Exercise requirements: Copy nothing but the lines from the one containing "Where within this frame would you locate the refrigerator" through the last line of the entries below, exactly as written and without pictures.

Given information:

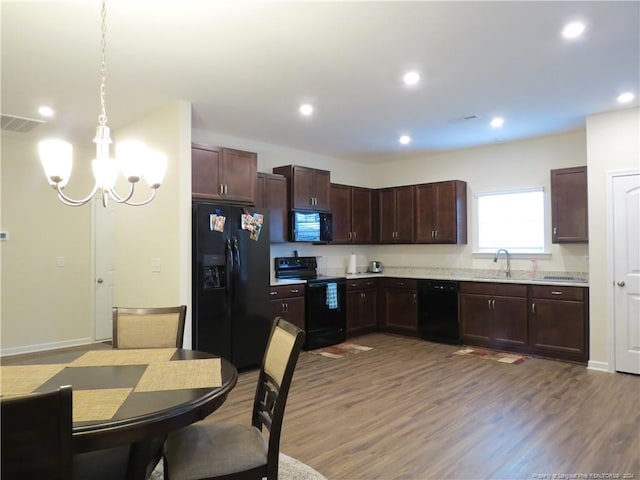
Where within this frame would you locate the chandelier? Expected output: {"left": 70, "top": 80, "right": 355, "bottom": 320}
{"left": 38, "top": 0, "right": 166, "bottom": 207}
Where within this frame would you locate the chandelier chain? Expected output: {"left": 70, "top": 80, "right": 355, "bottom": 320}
{"left": 98, "top": 0, "right": 108, "bottom": 126}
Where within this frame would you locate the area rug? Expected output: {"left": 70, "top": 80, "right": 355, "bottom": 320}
{"left": 453, "top": 347, "right": 529, "bottom": 364}
{"left": 150, "top": 453, "right": 327, "bottom": 479}
{"left": 310, "top": 342, "right": 373, "bottom": 359}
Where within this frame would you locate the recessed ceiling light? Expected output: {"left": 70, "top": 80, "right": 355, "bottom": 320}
{"left": 562, "top": 21, "right": 586, "bottom": 39}
{"left": 399, "top": 135, "right": 411, "bottom": 145}
{"left": 403, "top": 71, "right": 420, "bottom": 86}
{"left": 617, "top": 92, "right": 635, "bottom": 104}
{"left": 490, "top": 117, "right": 504, "bottom": 128}
{"left": 299, "top": 104, "right": 313, "bottom": 116}
{"left": 38, "top": 106, "right": 54, "bottom": 117}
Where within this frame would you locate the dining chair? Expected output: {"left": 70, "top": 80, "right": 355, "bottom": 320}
{"left": 163, "top": 317, "right": 305, "bottom": 480}
{"left": 1, "top": 385, "right": 73, "bottom": 480}
{"left": 112, "top": 305, "right": 187, "bottom": 349}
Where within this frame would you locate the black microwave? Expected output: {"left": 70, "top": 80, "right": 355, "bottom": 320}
{"left": 289, "top": 211, "right": 332, "bottom": 243}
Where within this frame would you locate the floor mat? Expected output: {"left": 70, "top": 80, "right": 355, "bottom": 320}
{"left": 453, "top": 347, "right": 529, "bottom": 364}
{"left": 310, "top": 342, "right": 373, "bottom": 359}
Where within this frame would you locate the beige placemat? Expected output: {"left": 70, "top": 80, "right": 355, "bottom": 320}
{"left": 73, "top": 388, "right": 132, "bottom": 422}
{"left": 69, "top": 348, "right": 177, "bottom": 367}
{"left": 0, "top": 364, "right": 66, "bottom": 397}
{"left": 135, "top": 358, "right": 222, "bottom": 392}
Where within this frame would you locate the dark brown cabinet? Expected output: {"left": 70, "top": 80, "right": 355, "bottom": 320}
{"left": 192, "top": 144, "right": 257, "bottom": 204}
{"left": 270, "top": 284, "right": 305, "bottom": 332}
{"left": 330, "top": 184, "right": 374, "bottom": 244}
{"left": 460, "top": 282, "right": 528, "bottom": 350}
{"left": 272, "top": 165, "right": 330, "bottom": 212}
{"left": 415, "top": 180, "right": 467, "bottom": 244}
{"left": 378, "top": 186, "right": 415, "bottom": 243}
{"left": 256, "top": 172, "right": 287, "bottom": 243}
{"left": 346, "top": 278, "right": 378, "bottom": 337}
{"left": 551, "top": 166, "right": 588, "bottom": 243}
{"left": 529, "top": 285, "right": 588, "bottom": 363}
{"left": 380, "top": 278, "right": 418, "bottom": 335}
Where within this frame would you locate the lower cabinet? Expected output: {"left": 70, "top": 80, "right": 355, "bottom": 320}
{"left": 460, "top": 282, "right": 528, "bottom": 351}
{"left": 460, "top": 281, "right": 589, "bottom": 363}
{"left": 346, "top": 278, "right": 378, "bottom": 337}
{"left": 380, "top": 278, "right": 418, "bottom": 335}
{"left": 270, "top": 284, "right": 305, "bottom": 331}
{"left": 529, "top": 285, "right": 588, "bottom": 363}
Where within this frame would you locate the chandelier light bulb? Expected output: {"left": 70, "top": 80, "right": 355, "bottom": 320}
{"left": 39, "top": 139, "right": 72, "bottom": 187}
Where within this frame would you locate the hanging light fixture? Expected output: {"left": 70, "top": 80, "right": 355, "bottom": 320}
{"left": 39, "top": 0, "right": 166, "bottom": 207}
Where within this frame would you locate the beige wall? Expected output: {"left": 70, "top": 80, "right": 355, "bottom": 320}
{"left": 0, "top": 101, "right": 191, "bottom": 354}
{"left": 586, "top": 107, "right": 640, "bottom": 370}
{"left": 1, "top": 133, "right": 94, "bottom": 353}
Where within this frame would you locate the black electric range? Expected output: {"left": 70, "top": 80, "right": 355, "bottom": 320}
{"left": 274, "top": 257, "right": 346, "bottom": 350}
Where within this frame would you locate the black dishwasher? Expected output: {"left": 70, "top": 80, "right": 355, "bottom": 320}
{"left": 417, "top": 280, "right": 460, "bottom": 345}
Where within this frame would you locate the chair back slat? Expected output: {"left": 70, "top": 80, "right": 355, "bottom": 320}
{"left": 1, "top": 385, "right": 73, "bottom": 480}
{"left": 112, "top": 305, "right": 186, "bottom": 349}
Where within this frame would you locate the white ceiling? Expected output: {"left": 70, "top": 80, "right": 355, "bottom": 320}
{"left": 2, "top": 1, "right": 638, "bottom": 163}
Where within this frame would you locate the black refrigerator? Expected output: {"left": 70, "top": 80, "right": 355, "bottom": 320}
{"left": 192, "top": 202, "right": 271, "bottom": 369}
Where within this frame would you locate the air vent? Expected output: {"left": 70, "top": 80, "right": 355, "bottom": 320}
{"left": 449, "top": 114, "right": 481, "bottom": 124}
{"left": 1, "top": 114, "right": 45, "bottom": 133}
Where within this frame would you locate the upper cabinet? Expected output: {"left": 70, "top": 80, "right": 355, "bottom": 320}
{"left": 378, "top": 186, "right": 415, "bottom": 243}
{"left": 192, "top": 144, "right": 257, "bottom": 204}
{"left": 272, "top": 165, "right": 330, "bottom": 212}
{"left": 551, "top": 166, "right": 588, "bottom": 243}
{"left": 415, "top": 180, "right": 467, "bottom": 244}
{"left": 256, "top": 172, "right": 288, "bottom": 243}
{"left": 330, "top": 184, "right": 374, "bottom": 244}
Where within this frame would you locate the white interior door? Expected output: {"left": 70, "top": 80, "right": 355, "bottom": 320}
{"left": 613, "top": 172, "right": 640, "bottom": 374}
{"left": 94, "top": 198, "right": 116, "bottom": 341}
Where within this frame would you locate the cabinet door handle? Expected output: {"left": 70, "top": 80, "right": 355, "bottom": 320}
{"left": 488, "top": 299, "right": 492, "bottom": 310}
{"left": 270, "top": 291, "right": 278, "bottom": 296}
{"left": 219, "top": 184, "right": 224, "bottom": 194}
{"left": 348, "top": 232, "right": 352, "bottom": 240}
{"left": 435, "top": 230, "right": 438, "bottom": 238}
{"left": 291, "top": 289, "right": 299, "bottom": 293}
{"left": 353, "top": 231, "right": 357, "bottom": 239}
{"left": 280, "top": 302, "right": 286, "bottom": 313}
{"left": 412, "top": 293, "right": 417, "bottom": 303}
{"left": 531, "top": 302, "right": 536, "bottom": 314}
{"left": 492, "top": 299, "right": 496, "bottom": 310}
{"left": 551, "top": 291, "right": 563, "bottom": 295}
{"left": 553, "top": 226, "right": 557, "bottom": 235}
{"left": 225, "top": 184, "right": 229, "bottom": 194}
{"left": 284, "top": 302, "right": 289, "bottom": 313}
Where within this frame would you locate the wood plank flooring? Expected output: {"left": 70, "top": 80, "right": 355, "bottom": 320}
{"left": 3, "top": 334, "right": 639, "bottom": 479}
{"left": 208, "top": 333, "right": 640, "bottom": 480}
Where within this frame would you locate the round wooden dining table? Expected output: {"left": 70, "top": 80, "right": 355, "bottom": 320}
{"left": 1, "top": 347, "right": 238, "bottom": 480}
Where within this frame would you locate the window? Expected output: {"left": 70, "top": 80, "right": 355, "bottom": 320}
{"left": 476, "top": 188, "right": 545, "bottom": 254}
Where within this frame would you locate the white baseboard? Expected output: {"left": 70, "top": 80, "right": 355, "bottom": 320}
{"left": 587, "top": 360, "right": 611, "bottom": 372}
{"left": 0, "top": 337, "right": 95, "bottom": 357}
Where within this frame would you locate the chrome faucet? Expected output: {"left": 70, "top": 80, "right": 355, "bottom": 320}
{"left": 493, "top": 249, "right": 511, "bottom": 278}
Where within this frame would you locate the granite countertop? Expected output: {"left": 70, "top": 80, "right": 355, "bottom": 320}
{"left": 271, "top": 269, "right": 589, "bottom": 288}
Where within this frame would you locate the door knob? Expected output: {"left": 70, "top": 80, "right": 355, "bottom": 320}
{"left": 617, "top": 281, "right": 626, "bottom": 287}
{"left": 97, "top": 278, "right": 104, "bottom": 284}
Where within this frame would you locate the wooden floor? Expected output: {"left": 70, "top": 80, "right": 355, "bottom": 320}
{"left": 3, "top": 334, "right": 639, "bottom": 479}
{"left": 211, "top": 333, "right": 640, "bottom": 480}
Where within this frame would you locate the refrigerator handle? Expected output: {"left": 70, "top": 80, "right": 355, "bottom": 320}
{"left": 225, "top": 237, "right": 233, "bottom": 303}
{"left": 232, "top": 236, "right": 241, "bottom": 270}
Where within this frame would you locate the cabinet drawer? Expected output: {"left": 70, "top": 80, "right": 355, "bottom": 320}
{"left": 459, "top": 282, "right": 527, "bottom": 297}
{"left": 270, "top": 284, "right": 305, "bottom": 298}
{"left": 347, "top": 278, "right": 379, "bottom": 290}
{"left": 529, "top": 285, "right": 585, "bottom": 301}
{"left": 381, "top": 278, "right": 417, "bottom": 289}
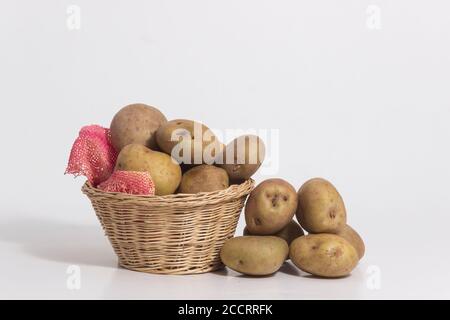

Problem solution:
Where within this frame would you locate the refrigerator handle? Expected output: {"left": 70, "top": 80, "right": 355, "bottom": 320}
{"left": 225, "top": 237, "right": 233, "bottom": 303}
{"left": 232, "top": 236, "right": 241, "bottom": 270}
Where within this frame would you locate the cabinet drawer? Expected output: {"left": 70, "top": 80, "right": 355, "bottom": 320}
{"left": 459, "top": 282, "right": 527, "bottom": 297}
{"left": 270, "top": 284, "right": 305, "bottom": 298}
{"left": 347, "top": 278, "right": 379, "bottom": 290}
{"left": 529, "top": 285, "right": 585, "bottom": 301}
{"left": 381, "top": 278, "right": 417, "bottom": 289}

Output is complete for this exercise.